== ISTRUZIONI ESERCIZIO ==
Riporta tutte le righe del materiale come tabella Markdown con le colonne «Nr» e «Riga», tralasciando quelle vuote. Escludi le immagini dalla risposta.

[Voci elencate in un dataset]
+++++
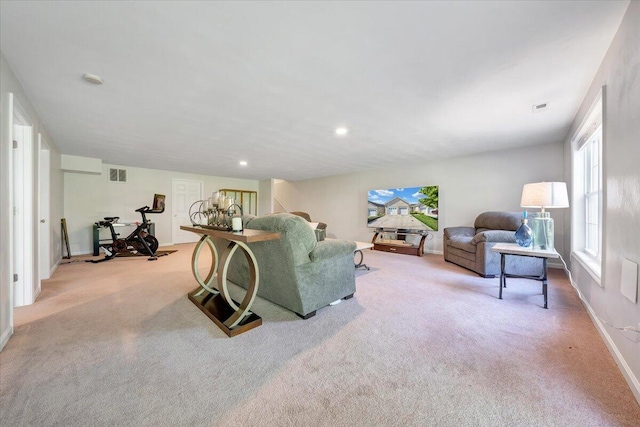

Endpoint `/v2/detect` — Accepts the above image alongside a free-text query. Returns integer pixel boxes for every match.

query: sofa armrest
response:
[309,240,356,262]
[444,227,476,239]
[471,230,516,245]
+++++
== IN RISPOSTA ==
| Nr | Riga |
|---|---|
| 1 | Endpoint `/v2/detect` — Accepts the above image alongside a free-text query. Returns integer pixel boxes for every match. |
| 2 | query: sofa armrest |
| 3 | response: |
| 4 | [309,240,356,262] |
| 5 | [444,227,476,239] |
| 6 | [471,230,516,245] |